== Text extract ==
>>>

IEMed Mediterranean Yearbook 2012


Panorama: The Mediterranean Year

Economy and Territory

Culture and Society


The Role of the Military in Arab Transitions

Philippe Droz-Vincent

Senior Lecturer
Sciences Po (Institute of Political Studies), Toulouse

Before 2011 and the social uprisings against authoritarian rule, armies in the Arab world were said to be crucial institutions of authoritarian regimes. This vital role, however, was not clearly defined and Arab armies remained black boxes difficult to open, until their return to the limelight in 2011. Although the central element that shook regimes was the mass mobilisations in public spaces and their domino effect across the Arab world, armies have played an essential role, either refusing to shoot at protesters, thereby playing the role of midwife to the transitions, or remaining loyal and taking part in repression, and hence allowing the survival of incumbent regimes.

From Background Actors to Forefront Political Actors amidst Mobilisations

Arab polities were ruled by authoritarian regimes, whose main features were: the exclusive control of executive positions by a small elite, which might hail from the military; the co-optation of new elites, in the form of economic elites from the 1990s and 2000s that promised modernisation and reform, crony entrepreneurs, new technocrats, etc.; and a strategy of managing/silencing all social demands with particular emphasis on the use of fear, whether effective (repression) or symbolic (stemming from the potential use of repression). Day-to-day authoritarian governance was based on the crucial role of the Interior Ministry and its many security services or mukhabarat. Authoritarian Arab regimes were much more like “securitocraties” (mukhabarat states) than military regimes in the strict sense – with the general staff ruling the country.

<<<

== Information supplied ==
>>>

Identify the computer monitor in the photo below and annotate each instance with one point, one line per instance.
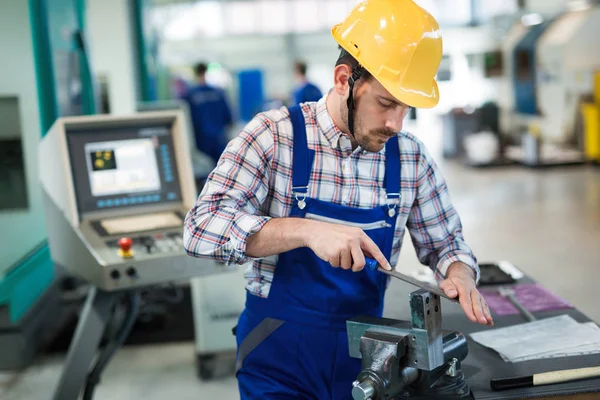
(123, 166)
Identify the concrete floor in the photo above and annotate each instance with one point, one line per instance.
(546, 222)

<<<

== Exercises to complete ==
A) From the article on the military in Arab transitions, quote the passage starting with "Economy and Territory" and going on through "of incumbent regimes.".
B) In the article on the military in Arab transitions, what did day-to-day authoritarian governance rely on?
C) Carry on the article on the military in Arab transitions, picking up after its final sentence.

== Task-by-task outputs ==
A)
Economy and Territory

Culture and Society


The Role of the Military in Arab Transitions

Philippe Droz-Vincent

Senior Lecturer
Sciences Po (Institute of Political Studies), Toulouse

Before 2011 and the social uprisings against authoritarian rule, armies in the Arab world were said to be crucial institutions of authoritarian regimes. This vital role, however, was not clearly defined and Arab armies remained black boxes difficult to open, until their return to the limelight in 2011. Although the central element that shook regimes was the mass mobilisations in public spaces and their domino effect across the Arab world, armies have played an essential role, either refusing to shoot at protesters, thereby playing the role of midwife to the transitions, or remaining loyal and taking part in repression, and hence allowing the survival of incumbent regimes.

B) The crucial role of the Interior Ministry and its many security services, or mukhabarat.

C)
The military is said to be the backbone of such authoritarian regimes. Although there were military interventions on behalf of regimes, this has mostly been the exception rather than the rule. The military has maintained a “quietist” posture in Arab regimes, remaining loyal, but drawing a fine but essential line between the military as an integral part of the regime – and some officers played crucial roles in some regimes – and the military as an institution of the State. The army has positioned itself as a symbol and a guardian of the State, displaying a firm nationalism and taking action in emergency situations. Regimes displayed numerous “coup-proofing” and control devices within the military, offering rapid promotions to command positions, favouring alleged loyalists and keeping a close watch on promotions in the officers corps. In Tunisia or in the Gulf, the small size of the military was an insurance for the regime against military interference. This was a long-term trend in the Gulf that was compensated by US protection and the outsourcing of many security functions to Pakistani or Jordanian individuals (mercenaries) or entire units, organised in planned rotations. In Libya, the Gaddafi regime has striven for 42 years to destroy the army, in order to control it and annihilate any possibility of an officer manoeuvring the army to rival its own power networks – as the young colonel had done in 1969 with a handful of “free officers,” mirroring the Nasserist model.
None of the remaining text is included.